Written exercise: Everything from the line containing "Objective — for every instance of the raised" to the final line of the records below should be given again exactly, and nothing else.

--- Data supplied ---

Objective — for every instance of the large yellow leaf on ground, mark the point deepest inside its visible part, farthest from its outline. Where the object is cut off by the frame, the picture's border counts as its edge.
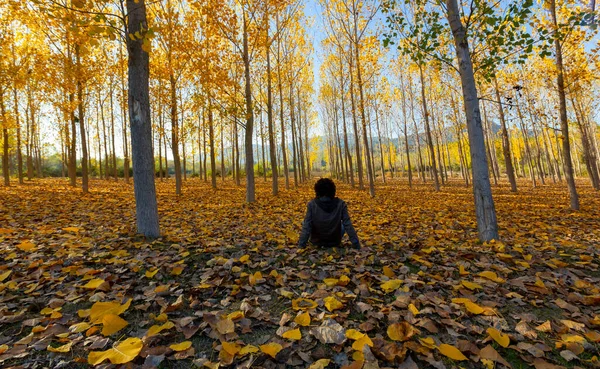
(502, 339)
(100, 309)
(400, 331)
(182, 346)
(303, 319)
(123, 353)
(391, 286)
(293, 334)
(156, 329)
(331, 303)
(451, 352)
(271, 349)
(112, 323)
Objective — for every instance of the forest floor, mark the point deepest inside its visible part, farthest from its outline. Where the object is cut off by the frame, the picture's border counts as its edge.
(226, 285)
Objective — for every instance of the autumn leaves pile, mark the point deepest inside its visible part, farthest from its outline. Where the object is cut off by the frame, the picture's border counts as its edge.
(226, 286)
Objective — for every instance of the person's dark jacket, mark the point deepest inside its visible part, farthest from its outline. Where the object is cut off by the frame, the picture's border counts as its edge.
(323, 223)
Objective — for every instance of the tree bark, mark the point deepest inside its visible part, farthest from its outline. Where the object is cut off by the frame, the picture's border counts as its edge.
(250, 186)
(564, 123)
(141, 126)
(428, 131)
(487, 225)
(510, 171)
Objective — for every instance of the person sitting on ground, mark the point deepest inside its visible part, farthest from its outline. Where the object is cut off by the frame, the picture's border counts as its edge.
(327, 219)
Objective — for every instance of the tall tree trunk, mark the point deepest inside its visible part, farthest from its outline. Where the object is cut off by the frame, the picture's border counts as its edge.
(510, 171)
(160, 135)
(270, 104)
(526, 143)
(124, 121)
(200, 152)
(359, 167)
(370, 172)
(80, 113)
(5, 169)
(72, 168)
(237, 155)
(250, 187)
(104, 135)
(346, 145)
(588, 154)
(380, 144)
(222, 151)
(428, 131)
(487, 225)
(29, 138)
(141, 126)
(175, 134)
(489, 143)
(211, 140)
(564, 123)
(18, 124)
(112, 133)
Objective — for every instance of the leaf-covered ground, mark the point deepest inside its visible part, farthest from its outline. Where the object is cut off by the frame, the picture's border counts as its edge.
(226, 285)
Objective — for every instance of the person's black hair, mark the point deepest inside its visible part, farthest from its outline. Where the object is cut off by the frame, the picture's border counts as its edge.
(325, 187)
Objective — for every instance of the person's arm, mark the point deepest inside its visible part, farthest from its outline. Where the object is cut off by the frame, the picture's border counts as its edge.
(349, 228)
(306, 228)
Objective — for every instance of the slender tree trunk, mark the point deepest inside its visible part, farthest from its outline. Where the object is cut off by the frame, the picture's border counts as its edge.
(526, 143)
(112, 133)
(175, 134)
(564, 123)
(18, 124)
(361, 100)
(80, 112)
(124, 121)
(222, 152)
(200, 152)
(361, 185)
(211, 140)
(301, 151)
(250, 186)
(160, 172)
(72, 168)
(237, 155)
(510, 172)
(487, 225)
(29, 138)
(141, 126)
(106, 161)
(281, 104)
(380, 144)
(488, 142)
(428, 131)
(588, 155)
(5, 169)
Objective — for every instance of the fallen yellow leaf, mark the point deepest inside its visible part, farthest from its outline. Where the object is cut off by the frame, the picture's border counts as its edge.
(271, 349)
(303, 319)
(293, 334)
(451, 352)
(123, 353)
(182, 346)
(112, 323)
(502, 339)
(391, 285)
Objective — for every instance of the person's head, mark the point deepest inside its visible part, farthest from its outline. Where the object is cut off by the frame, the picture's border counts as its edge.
(325, 187)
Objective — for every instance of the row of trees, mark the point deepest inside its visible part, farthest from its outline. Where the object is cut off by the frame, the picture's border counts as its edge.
(231, 81)
(194, 75)
(509, 78)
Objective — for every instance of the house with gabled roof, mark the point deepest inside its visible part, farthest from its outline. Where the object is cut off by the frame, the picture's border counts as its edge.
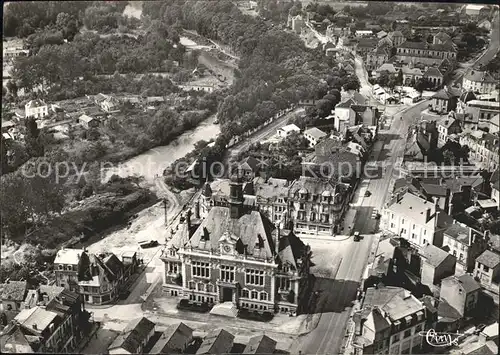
(314, 135)
(238, 255)
(260, 344)
(133, 338)
(174, 340)
(13, 294)
(98, 278)
(36, 109)
(445, 100)
(436, 265)
(461, 293)
(479, 81)
(217, 341)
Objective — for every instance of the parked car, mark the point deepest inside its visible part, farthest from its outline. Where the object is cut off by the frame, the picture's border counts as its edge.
(186, 305)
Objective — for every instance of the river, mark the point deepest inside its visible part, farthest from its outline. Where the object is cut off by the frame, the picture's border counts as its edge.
(155, 160)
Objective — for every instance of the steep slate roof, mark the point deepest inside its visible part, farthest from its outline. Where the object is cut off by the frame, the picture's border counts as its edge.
(173, 339)
(443, 37)
(446, 94)
(315, 132)
(447, 313)
(434, 255)
(36, 317)
(467, 282)
(260, 344)
(249, 163)
(433, 72)
(35, 103)
(489, 258)
(413, 207)
(386, 67)
(68, 256)
(467, 96)
(218, 226)
(15, 290)
(395, 301)
(458, 232)
(217, 341)
(13, 341)
(133, 335)
(479, 76)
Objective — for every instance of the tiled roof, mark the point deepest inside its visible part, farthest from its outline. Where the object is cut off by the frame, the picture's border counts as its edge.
(315, 133)
(368, 42)
(271, 189)
(36, 319)
(458, 232)
(133, 335)
(413, 207)
(15, 290)
(411, 71)
(346, 104)
(218, 341)
(479, 76)
(489, 258)
(447, 313)
(13, 341)
(248, 230)
(467, 96)
(386, 67)
(173, 339)
(446, 94)
(260, 344)
(249, 163)
(443, 37)
(68, 256)
(466, 281)
(433, 72)
(395, 301)
(434, 255)
(35, 103)
(413, 45)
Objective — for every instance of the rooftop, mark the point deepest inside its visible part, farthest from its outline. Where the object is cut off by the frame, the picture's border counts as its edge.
(68, 256)
(489, 258)
(479, 76)
(434, 255)
(260, 344)
(315, 133)
(173, 339)
(395, 301)
(36, 319)
(14, 290)
(133, 335)
(218, 341)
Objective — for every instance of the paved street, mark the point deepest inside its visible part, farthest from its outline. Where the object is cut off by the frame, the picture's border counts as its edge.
(336, 296)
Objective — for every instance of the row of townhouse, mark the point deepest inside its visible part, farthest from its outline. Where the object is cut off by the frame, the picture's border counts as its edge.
(178, 337)
(236, 254)
(98, 278)
(49, 319)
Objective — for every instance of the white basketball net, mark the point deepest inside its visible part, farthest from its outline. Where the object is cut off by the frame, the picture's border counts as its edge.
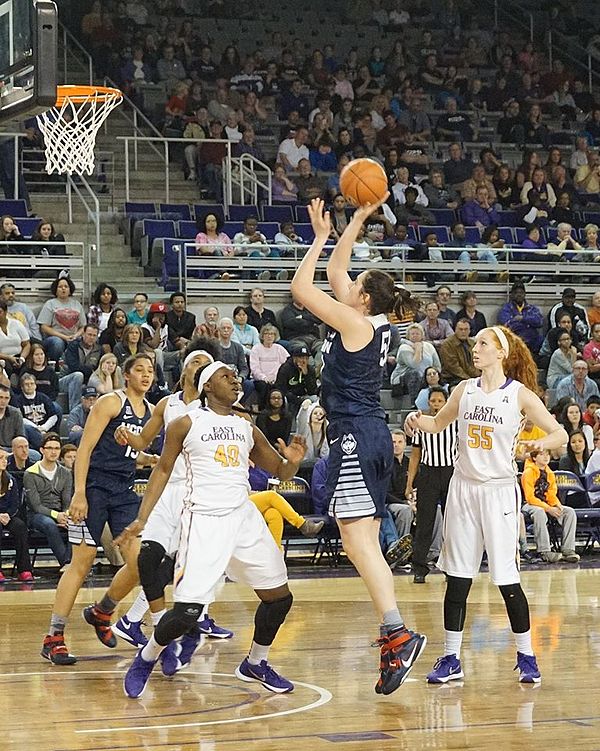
(70, 131)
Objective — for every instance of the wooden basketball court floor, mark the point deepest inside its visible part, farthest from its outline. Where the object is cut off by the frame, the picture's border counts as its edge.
(325, 648)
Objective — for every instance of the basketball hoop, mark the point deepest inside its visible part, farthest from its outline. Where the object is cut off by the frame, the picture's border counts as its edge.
(70, 127)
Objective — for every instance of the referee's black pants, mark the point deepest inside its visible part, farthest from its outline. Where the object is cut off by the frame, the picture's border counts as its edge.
(432, 488)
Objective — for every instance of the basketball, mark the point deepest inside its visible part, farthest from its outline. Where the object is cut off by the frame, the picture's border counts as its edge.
(363, 181)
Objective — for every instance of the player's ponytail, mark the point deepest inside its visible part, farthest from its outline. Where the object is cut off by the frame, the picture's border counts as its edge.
(386, 296)
(519, 363)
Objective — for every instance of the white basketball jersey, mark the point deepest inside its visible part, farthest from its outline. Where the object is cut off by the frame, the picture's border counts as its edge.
(216, 453)
(488, 428)
(174, 408)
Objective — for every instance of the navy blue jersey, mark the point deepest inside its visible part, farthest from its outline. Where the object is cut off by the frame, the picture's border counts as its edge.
(108, 458)
(351, 381)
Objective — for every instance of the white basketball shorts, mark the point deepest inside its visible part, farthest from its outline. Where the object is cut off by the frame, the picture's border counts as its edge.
(481, 517)
(164, 523)
(238, 543)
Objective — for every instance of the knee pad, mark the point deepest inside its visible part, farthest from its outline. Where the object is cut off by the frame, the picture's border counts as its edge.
(149, 562)
(269, 617)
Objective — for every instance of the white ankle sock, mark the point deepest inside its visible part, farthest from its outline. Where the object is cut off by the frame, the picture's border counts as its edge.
(452, 643)
(157, 616)
(258, 653)
(138, 609)
(151, 652)
(523, 642)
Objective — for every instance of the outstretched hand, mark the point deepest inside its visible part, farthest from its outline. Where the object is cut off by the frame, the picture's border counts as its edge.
(295, 451)
(319, 219)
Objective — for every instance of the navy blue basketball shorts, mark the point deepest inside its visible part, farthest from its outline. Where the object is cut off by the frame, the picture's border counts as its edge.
(115, 504)
(359, 469)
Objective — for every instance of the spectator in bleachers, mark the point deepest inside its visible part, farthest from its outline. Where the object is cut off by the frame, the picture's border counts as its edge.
(10, 501)
(439, 196)
(266, 358)
(61, 318)
(578, 386)
(210, 158)
(131, 343)
(511, 127)
(575, 311)
(297, 378)
(104, 300)
(522, 318)
(139, 313)
(480, 210)
(46, 233)
(458, 167)
(587, 176)
(293, 150)
(541, 500)
(402, 183)
(78, 416)
(562, 360)
(113, 332)
(275, 420)
(107, 377)
(247, 145)
(283, 189)
(232, 352)
(416, 121)
(410, 211)
(169, 68)
(180, 321)
(453, 124)
(309, 185)
(591, 353)
(456, 355)
(211, 240)
(243, 333)
(20, 311)
(436, 329)
(49, 487)
(414, 356)
(209, 328)
(468, 312)
(38, 411)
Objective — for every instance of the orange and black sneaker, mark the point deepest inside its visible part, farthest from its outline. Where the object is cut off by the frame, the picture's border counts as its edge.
(55, 650)
(399, 651)
(101, 623)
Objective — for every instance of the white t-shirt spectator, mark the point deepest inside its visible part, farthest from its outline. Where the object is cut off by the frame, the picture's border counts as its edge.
(292, 152)
(16, 333)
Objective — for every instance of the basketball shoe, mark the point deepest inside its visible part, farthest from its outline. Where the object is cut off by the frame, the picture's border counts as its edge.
(447, 668)
(130, 631)
(101, 623)
(528, 669)
(208, 627)
(55, 650)
(400, 650)
(264, 673)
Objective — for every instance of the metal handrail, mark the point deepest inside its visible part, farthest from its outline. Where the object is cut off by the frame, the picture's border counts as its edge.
(165, 142)
(93, 214)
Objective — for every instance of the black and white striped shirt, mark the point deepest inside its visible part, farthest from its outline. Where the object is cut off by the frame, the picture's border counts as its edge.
(438, 449)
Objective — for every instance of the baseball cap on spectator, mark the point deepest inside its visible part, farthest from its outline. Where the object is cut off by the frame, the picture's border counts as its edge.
(159, 307)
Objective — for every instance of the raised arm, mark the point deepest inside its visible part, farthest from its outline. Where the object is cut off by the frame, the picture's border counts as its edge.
(339, 316)
(339, 261)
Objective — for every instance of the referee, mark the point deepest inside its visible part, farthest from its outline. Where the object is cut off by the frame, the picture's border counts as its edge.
(432, 457)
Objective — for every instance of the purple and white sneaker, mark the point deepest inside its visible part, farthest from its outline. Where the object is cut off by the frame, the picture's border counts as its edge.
(130, 631)
(264, 673)
(447, 668)
(208, 627)
(136, 678)
(528, 669)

---

Result for this exercise:
Objective — for every instance of the raised arm, mark the point deepest inside its visible part, farthest from its outline. Where the object is cut off by the frame, the picture's border counts as its edge.
(339, 316)
(339, 261)
Objective — for every instance of the referee, mark the point deepest inside its visible part, farthest from its outline. Where the object is cut off by the frame, the picture's border counts as its edge.
(432, 457)
Objective — for every instance of the purple and white sneaker, mark the point deepest inside its visible part, farthest from its outline. Where the object is cut off by the frame, the picture's border counts as its edge.
(130, 631)
(264, 673)
(447, 668)
(208, 627)
(136, 678)
(528, 669)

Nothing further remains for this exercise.